#### Records shown:
■ ■ ■

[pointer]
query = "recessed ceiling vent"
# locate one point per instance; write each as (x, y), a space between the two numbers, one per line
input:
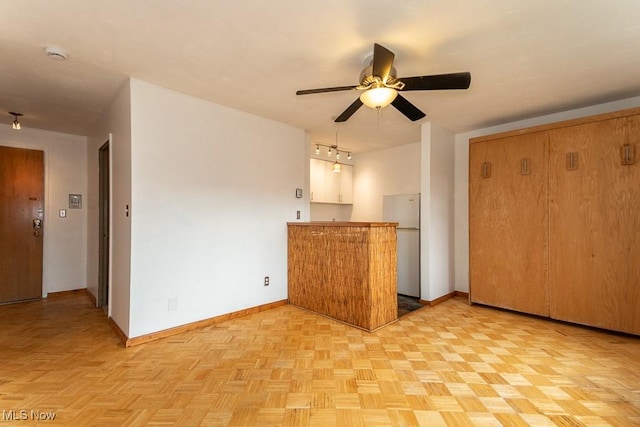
(55, 53)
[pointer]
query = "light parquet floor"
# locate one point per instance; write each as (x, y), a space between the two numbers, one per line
(449, 365)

■ ■ ■

#### Task details:
Lay out the entries above as a two-column CSV with the header "prompt" and "points" and one row for each entry: the entry's text in the first column and its answer in the second. Put each field in double quotes, replace line breaks with spaces, and leave out the pictures.

#### Solution for this exercise:
prompt,points
"[pointer] query = ""recessed ceiling vent"" # locate one point per instance; write each as (x, y), a space between the two numbers, one per line input:","(55, 53)"
"[pointer] query = ""light parquet floor"" # locate one point per instance; write each as (x, y), a space between the two numbers, one per line","(449, 365)"